◆ **Given data**:
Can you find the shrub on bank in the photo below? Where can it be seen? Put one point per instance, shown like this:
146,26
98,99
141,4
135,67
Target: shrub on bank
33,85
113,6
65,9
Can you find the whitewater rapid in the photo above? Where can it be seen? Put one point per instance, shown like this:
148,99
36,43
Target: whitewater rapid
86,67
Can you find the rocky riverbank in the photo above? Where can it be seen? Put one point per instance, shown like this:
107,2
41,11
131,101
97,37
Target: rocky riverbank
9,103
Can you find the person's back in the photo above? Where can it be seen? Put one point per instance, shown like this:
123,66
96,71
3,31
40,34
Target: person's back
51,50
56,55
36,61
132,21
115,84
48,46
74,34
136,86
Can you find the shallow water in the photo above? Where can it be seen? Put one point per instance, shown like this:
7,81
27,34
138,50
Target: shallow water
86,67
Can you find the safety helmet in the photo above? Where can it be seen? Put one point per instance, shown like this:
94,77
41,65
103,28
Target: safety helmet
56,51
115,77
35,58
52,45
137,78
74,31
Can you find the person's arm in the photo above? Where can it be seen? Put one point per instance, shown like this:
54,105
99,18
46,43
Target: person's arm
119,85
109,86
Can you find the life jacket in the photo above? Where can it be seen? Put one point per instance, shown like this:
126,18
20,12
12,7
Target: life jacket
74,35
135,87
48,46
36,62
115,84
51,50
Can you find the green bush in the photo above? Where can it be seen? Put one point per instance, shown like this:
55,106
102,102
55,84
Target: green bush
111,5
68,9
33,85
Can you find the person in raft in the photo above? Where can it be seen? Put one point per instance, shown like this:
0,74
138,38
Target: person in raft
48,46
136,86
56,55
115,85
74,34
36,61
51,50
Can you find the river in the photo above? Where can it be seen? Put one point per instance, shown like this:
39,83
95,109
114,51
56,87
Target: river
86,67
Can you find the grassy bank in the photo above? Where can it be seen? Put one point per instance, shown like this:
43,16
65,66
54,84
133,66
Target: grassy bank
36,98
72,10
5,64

◆ **Do this**:
Recopy all the lines exactly as they appear.

◆ **Solution to this problem**:
Can you find the shrub on bank in the photo below? Where can it be seen? Put one point per instance, shown like this:
146,26
98,99
141,4
135,67
Target: shrub on bank
33,85
113,6
65,9
Can you find the whitewater rapid in the photo above? Where can it be seen? Put one point per instance, shown like this:
148,99
36,43
Target: whitewater rapid
86,67
Can you find the rocky riverbank in the photo above? Where can it be seen? Put one point per instance, shown like this:
107,2
41,11
131,101
97,37
Target: rocky riverbank
9,103
Can you find the person's back in the photo above? Where can it be seen? Put one point per instance, shown like this:
123,66
96,71
3,31
40,34
Target: person's back
51,50
56,55
36,61
132,21
115,84
48,46
74,34
136,86
Can you find the shallow water in the photo above? Where can it be seen? Put one point per instance, shown like this:
7,81
27,34
138,50
Target: shallow water
86,67
Can you find the safety helmet in the photo above? Where can it be seen? Put one point per instance, shown like this:
94,77
41,65
103,28
Target: safety helmet
56,51
115,77
35,58
52,45
137,78
74,31
Can you find the person's arm in the photo above? Where can it be seen? Put one point per instance, shown like this:
54,105
99,18
46,43
Target: person's arm
119,85
109,86
Can you find the life jacket in the photo above? Where can it be seen? Put one point per instance, shown like this:
126,18
20,12
12,7
Target: life jacket
74,35
135,87
48,46
36,62
115,84
51,50
Can you find the green bush in the photo above? Where can it be seen? Put one point per instance, shown like this:
55,106
102,102
55,84
Target: green bush
111,5
68,9
33,85
Can you find the person in raft in the photo above? Where can it be seen? Put one point per instance, shown like this:
0,74
138,38
Target: person in raft
48,46
136,86
56,55
115,85
74,34
36,61
51,50
Can you find the river in the photo above? Where can it be seen? Put one point per instance, shown like this:
39,83
95,109
114,51
56,87
Target: river
86,67
Can you find the grassy bank in the photo above? Where can it be seen? Put one point per instance, shown like this:
43,16
65,66
54,84
133,66
Target: grassy bank
36,98
72,10
5,64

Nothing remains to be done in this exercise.